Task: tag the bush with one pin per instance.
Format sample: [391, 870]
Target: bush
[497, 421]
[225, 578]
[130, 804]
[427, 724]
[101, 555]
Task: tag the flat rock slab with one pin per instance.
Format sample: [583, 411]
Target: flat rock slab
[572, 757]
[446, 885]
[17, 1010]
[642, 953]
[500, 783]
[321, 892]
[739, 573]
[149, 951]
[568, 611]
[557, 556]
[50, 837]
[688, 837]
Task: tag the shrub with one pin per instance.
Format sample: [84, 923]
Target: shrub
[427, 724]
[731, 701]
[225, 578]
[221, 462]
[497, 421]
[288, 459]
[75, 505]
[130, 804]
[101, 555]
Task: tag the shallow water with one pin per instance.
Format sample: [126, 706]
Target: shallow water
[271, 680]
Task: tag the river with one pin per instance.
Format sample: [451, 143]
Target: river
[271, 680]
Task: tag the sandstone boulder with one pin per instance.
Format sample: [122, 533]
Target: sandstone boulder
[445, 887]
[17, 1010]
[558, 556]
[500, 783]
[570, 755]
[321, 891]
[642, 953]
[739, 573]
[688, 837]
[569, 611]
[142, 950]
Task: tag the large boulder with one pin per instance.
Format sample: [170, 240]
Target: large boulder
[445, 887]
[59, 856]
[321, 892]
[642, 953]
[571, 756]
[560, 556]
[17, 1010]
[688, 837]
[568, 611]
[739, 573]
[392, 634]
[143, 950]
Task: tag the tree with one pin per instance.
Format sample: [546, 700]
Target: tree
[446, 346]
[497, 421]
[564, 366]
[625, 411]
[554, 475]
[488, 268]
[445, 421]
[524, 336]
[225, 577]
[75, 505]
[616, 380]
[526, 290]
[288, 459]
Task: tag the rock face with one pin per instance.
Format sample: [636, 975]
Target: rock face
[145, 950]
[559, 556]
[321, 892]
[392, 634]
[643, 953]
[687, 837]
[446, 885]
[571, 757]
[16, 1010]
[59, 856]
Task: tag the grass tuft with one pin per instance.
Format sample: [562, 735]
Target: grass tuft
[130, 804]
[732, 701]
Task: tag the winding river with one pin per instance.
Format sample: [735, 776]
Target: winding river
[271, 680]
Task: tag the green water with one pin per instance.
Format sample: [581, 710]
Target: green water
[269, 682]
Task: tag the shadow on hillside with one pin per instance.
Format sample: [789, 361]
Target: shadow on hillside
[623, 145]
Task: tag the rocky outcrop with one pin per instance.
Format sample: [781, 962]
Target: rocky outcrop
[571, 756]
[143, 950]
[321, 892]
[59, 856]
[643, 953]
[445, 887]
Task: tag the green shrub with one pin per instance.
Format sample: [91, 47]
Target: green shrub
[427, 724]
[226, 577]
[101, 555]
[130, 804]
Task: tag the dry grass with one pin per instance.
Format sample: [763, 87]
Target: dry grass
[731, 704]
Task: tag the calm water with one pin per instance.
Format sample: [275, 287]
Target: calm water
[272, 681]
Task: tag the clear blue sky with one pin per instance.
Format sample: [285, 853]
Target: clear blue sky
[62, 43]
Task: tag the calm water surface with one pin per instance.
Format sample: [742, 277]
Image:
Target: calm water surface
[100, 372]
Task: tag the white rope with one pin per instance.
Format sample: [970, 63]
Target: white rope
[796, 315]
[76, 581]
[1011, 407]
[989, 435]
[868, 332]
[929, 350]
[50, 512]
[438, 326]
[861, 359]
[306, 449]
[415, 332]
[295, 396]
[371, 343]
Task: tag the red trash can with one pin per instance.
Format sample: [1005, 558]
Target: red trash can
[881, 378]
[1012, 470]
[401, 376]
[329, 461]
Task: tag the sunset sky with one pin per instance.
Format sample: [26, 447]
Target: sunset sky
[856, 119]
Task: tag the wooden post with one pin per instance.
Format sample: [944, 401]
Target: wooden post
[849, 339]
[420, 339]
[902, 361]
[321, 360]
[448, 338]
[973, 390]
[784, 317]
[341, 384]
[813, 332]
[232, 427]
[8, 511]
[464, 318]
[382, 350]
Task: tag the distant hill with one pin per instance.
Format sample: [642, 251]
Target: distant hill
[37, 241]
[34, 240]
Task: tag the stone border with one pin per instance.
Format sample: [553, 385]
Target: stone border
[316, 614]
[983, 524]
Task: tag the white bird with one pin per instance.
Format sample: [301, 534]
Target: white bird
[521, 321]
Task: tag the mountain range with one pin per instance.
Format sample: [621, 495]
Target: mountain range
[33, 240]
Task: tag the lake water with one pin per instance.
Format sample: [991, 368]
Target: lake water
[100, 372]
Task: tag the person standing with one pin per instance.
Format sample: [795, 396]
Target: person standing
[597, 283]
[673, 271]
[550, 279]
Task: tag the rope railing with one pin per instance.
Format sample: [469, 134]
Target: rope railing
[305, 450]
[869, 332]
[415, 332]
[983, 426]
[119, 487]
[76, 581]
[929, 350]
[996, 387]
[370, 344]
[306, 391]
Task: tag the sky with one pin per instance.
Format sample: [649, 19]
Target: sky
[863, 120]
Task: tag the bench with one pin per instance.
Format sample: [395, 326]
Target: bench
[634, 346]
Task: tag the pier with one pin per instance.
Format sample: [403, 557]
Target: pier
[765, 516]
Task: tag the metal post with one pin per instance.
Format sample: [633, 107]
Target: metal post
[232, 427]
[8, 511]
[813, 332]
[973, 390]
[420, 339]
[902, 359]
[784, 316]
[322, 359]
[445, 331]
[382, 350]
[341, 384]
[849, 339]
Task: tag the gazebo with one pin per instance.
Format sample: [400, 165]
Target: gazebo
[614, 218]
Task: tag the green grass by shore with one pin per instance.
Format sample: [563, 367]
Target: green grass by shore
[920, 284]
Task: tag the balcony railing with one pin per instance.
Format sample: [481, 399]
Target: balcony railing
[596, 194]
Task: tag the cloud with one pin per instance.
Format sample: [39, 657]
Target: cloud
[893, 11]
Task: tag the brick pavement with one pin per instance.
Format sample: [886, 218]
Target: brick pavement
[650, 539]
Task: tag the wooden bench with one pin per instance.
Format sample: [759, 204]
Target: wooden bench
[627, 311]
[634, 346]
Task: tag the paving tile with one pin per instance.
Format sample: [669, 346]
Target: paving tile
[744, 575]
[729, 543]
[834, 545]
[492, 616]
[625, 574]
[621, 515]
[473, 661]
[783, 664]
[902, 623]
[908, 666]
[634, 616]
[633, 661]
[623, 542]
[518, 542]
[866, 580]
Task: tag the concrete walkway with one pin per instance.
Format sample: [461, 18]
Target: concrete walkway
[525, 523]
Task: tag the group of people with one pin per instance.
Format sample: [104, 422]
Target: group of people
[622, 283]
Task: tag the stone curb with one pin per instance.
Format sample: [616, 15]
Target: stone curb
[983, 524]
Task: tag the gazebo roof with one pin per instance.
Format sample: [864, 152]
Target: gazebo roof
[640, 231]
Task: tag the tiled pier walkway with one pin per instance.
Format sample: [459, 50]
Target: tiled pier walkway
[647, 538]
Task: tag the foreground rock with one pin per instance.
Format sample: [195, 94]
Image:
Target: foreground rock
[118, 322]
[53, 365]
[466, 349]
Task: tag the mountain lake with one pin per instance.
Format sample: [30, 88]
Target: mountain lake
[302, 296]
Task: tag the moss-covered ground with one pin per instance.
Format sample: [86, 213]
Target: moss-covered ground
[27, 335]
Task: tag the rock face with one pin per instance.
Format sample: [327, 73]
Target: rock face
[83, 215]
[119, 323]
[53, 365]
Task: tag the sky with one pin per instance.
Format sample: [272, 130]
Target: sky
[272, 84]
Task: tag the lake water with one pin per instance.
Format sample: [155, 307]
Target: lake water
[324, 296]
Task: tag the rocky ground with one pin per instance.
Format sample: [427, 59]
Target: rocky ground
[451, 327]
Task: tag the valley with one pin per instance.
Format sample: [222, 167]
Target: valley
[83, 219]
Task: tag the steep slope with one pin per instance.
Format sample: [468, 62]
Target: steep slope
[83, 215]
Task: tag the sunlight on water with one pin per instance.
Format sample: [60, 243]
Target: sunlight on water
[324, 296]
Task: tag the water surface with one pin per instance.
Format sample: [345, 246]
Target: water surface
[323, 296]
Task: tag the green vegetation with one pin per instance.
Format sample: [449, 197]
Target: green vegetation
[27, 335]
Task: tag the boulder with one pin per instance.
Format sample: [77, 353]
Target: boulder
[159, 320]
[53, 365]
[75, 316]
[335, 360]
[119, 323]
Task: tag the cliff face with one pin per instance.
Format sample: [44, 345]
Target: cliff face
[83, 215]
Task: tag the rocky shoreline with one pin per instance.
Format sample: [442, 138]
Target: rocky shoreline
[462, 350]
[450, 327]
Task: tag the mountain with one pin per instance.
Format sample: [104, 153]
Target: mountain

--

(EXERCISE INSTRUCTIONS) Copy the records from the line containing "Task: tag the rocky shoreline" through the end, replacing "mountain" with "hill" and leaving everything else the same.

(RESPONSE FOR THIS EXERCISE)
Task: tag the rocky shoreline with one pin per instance.
Format sample: [442, 138]
Target: rocky shoreline
[462, 350]
[450, 327]
Task: tag the hill with one pin per instance.
Format sample: [104, 153]
Target: hill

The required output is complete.